Passage provided>
*-*-*
District on the Rise: Sikeston R-6 School District
Among Missouri’s Districts on the Rise, Sikeston R-6 School District stands out for building a model of instructional ownership that starts with teachers and runs through every corner of the district. For over a decade, Sikeston has maintained its own curriculum, and over the last four years teachers have driven that development through a four-stage cycle—Planning and Writing, Reviewing (including vertical team and community feedback), Board Adoption, and annual Revising—guided by Dr. Janie Pyle. All units require essential questions, big ideas, Tier 3 vocabulary, and research-based teaching activities, and building leaders are responsible for aligning the “Written,” “Taught,” and “Assessed” curriculum across every course. Teachers develop assessments aligned to MAP Growth and Missouri’s End-of-Course questions, with results reviewed in weekly data team meetings to determine immediate instructional next steps. To ensure curriculum improvements could actually reach students, the district implemented its Champion Teaching initiative—based on Doug Lemov’s framework for student engagement and high accountability—training not only nearly all teachers and administrators but also bus drivers, secretaries, and support staff, creating the consistent, district-wide culture they call “The Sikeston Way.” That structured environment reduces disruption and maximizes instructional minutes for small-group and explicit whole-group instruction. On interventions, the district employs dedicated Title Teachers as reading and math interventionists in Title I schools, incentivized LETRS training through the state’s Read, Lead, Exceed initiative, and was selected as the only district in Missouri to host a Star Academy—a nearly $1 million “school within a school” for at-risk eighth graders using project-based learning tied to local trades—which enrolled 80 students in its first year. A Career and Tech Center serving eleven sending schools, aligned with the Sikeston Chamber of Commerce, rounds out the district’s workforce pipeline. For the full case study, click here.
“In Sikeston, we believe that academic success is impossible without first protecting the learning environment through strong classroom management and high expectations for student engagement,” said Shannon Holifield, Superintendent of Sikeston R-6 School District. “By empowering our teachers to own the curriculum development process and their classrooms, we have created a unified ‘Sikeston Way’ that ensures every student has access to rigorous, standards-aligned instruction and high expectations for behavior.”
*-*-*
Extracted entries>

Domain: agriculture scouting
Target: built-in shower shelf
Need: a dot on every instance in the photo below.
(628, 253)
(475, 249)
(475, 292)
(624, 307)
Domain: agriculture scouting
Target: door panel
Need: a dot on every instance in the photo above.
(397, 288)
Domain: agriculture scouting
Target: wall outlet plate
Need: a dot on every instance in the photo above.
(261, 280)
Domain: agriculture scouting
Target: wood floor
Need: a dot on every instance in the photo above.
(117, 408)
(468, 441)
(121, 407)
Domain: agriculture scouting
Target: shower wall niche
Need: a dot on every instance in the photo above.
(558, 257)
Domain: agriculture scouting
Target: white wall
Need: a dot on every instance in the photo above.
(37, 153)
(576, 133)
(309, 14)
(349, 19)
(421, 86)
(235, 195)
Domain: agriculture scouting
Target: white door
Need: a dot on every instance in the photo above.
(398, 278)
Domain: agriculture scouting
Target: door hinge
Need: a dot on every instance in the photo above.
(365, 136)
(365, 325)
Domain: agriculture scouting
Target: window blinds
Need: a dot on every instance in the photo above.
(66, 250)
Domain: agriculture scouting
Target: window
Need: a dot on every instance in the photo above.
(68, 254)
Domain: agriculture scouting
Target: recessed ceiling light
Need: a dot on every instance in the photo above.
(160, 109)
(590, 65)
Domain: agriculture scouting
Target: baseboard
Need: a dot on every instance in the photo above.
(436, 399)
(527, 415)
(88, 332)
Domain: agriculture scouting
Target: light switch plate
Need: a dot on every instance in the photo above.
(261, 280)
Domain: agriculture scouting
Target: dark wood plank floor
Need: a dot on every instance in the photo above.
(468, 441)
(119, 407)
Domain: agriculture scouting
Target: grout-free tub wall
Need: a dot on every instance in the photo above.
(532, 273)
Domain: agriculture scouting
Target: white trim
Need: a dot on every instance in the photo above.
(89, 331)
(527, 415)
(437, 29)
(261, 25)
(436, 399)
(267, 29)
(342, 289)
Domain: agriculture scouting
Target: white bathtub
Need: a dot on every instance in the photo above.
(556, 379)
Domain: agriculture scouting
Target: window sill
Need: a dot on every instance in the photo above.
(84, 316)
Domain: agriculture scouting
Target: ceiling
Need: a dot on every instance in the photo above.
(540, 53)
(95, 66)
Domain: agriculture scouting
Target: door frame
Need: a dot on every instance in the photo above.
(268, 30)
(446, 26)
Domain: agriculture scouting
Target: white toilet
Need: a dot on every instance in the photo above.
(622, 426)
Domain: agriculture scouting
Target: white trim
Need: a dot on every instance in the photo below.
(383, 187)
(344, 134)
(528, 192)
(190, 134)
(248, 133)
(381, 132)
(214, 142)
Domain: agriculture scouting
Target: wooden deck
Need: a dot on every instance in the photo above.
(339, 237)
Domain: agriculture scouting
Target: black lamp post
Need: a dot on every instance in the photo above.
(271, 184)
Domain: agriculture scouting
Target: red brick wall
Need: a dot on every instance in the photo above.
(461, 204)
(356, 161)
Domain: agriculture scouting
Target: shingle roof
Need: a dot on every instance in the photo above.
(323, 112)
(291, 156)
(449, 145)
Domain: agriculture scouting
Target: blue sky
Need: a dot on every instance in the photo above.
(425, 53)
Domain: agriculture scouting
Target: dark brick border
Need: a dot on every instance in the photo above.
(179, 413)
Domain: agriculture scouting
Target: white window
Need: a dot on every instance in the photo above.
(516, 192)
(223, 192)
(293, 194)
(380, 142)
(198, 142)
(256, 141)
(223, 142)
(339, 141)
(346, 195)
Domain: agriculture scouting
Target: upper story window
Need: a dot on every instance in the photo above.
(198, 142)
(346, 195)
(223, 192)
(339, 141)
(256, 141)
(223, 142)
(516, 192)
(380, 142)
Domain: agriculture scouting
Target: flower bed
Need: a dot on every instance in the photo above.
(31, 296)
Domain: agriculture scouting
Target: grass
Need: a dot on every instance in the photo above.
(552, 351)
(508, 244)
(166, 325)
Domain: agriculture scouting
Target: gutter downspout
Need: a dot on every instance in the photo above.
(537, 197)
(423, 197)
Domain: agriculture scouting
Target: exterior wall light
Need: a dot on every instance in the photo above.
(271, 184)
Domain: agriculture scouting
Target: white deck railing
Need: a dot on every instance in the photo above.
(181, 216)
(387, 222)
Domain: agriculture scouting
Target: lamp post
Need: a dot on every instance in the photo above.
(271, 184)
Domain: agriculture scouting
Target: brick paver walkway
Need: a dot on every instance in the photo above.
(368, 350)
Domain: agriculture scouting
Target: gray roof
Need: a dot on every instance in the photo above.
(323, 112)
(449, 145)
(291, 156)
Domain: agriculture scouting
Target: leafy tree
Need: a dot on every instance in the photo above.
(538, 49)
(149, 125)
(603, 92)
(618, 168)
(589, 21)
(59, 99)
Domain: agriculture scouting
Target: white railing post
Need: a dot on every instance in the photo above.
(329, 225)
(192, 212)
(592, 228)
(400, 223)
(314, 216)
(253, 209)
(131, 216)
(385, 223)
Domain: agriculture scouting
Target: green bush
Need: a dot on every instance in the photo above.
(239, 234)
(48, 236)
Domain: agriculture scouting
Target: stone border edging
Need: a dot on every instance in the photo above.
*-*-*
Task instructions> In the passage on the Sikeston R-6 School District, how many students enrolled in the Star Academy in its first year?

Response to this exercise> 80 students.